## [What is required]
The lines wanted are those in the data below that include "answered".

** Exercise inputs follows **

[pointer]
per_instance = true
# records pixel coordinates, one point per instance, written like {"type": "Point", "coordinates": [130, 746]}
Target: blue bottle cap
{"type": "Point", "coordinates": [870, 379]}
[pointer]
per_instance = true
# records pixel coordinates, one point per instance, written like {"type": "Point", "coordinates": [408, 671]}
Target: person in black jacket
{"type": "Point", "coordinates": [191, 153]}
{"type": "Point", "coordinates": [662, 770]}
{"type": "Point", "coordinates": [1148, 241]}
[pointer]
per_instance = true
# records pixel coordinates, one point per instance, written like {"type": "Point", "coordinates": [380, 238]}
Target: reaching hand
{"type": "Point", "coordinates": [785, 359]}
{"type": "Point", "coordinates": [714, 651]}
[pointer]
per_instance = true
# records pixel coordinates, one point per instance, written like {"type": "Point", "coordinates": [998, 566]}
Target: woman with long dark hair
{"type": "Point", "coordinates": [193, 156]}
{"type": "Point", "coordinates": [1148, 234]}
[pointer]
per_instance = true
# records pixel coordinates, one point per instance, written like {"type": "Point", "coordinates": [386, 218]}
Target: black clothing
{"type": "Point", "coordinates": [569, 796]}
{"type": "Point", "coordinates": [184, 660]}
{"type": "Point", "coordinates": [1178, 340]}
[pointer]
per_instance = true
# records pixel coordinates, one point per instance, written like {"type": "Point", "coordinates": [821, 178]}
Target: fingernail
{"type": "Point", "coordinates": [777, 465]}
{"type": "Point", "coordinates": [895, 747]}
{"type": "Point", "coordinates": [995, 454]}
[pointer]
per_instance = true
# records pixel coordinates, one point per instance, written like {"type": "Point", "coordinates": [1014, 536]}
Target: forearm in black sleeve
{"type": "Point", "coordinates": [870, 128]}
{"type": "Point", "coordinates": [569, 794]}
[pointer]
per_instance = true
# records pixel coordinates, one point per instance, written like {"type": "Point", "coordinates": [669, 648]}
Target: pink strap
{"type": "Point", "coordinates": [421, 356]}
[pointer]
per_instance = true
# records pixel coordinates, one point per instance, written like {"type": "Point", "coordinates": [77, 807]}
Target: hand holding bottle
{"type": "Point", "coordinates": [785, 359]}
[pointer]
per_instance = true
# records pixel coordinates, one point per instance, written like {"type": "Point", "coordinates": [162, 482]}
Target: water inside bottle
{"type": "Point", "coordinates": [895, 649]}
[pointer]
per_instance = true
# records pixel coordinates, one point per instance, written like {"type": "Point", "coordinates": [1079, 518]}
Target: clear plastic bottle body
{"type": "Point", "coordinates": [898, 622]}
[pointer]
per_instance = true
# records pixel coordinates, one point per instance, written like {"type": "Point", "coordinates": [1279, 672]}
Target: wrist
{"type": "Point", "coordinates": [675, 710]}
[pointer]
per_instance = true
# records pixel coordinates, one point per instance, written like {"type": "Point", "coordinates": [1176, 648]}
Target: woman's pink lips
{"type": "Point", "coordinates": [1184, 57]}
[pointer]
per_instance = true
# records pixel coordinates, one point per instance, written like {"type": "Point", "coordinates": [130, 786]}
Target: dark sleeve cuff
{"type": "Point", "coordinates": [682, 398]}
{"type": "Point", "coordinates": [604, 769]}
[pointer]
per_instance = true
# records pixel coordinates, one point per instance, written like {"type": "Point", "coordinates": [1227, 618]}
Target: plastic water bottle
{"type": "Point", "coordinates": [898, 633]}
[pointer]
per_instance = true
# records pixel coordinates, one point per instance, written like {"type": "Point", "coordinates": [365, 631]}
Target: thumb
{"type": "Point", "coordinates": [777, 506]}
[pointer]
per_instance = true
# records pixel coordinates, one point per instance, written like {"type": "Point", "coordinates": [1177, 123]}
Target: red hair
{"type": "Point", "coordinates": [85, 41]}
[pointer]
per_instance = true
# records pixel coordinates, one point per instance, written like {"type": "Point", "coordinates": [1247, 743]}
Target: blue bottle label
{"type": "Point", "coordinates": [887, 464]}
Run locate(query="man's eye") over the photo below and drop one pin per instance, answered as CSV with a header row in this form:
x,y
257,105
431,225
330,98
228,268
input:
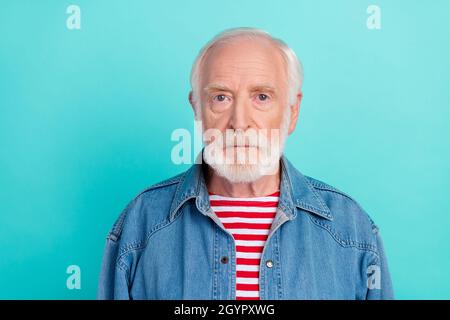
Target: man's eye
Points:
x,y
220,97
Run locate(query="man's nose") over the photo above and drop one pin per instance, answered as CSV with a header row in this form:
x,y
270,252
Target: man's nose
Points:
x,y
240,115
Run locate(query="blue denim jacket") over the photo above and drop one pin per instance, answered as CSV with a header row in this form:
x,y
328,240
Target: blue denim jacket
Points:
x,y
168,244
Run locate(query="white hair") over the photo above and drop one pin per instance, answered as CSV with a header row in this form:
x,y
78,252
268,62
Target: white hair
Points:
x,y
294,66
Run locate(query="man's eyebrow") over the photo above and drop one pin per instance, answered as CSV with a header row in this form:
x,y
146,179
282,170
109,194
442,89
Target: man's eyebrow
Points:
x,y
216,87
220,87
263,87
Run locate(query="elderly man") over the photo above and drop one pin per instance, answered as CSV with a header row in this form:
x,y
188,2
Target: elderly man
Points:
x,y
243,223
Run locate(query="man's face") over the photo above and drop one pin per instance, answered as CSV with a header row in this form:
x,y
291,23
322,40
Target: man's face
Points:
x,y
243,90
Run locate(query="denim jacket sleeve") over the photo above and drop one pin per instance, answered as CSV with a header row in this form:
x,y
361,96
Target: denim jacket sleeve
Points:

** End of Exercise inputs **

## [Exercise answer]
Run locate(query="man's eye") over the photo below and drop one pin per instance, answered as CSV with a header row in this form:
Run locate(query="man's nose") over the photo above and drop one pin per instance, answered as CSV with a header row in this form:
Run locate(query="blue denim jacket") over the photo above and drop one pin per instance, answered as CSV with a header row in this form:
Run locate(query="white hair") over the photo above and drop one pin per instance, answered as CSV with a header row in this form:
Run locate(query="man's eyebrow") over the photo above and drop one pin per instance, answered as CSV with a header row in this form:
Run locate(query="elderly man") over the photo above and drop one pin per instance, answered as CSV with a header row in this form:
Run locate(query="man's face") over the photo above and drop one pin per instance, answered as CSV with a header row in this form:
Run locate(query="denim jacket sleeve") over the photo above and drop one pin per instance, answered as CSV with a header row in this form:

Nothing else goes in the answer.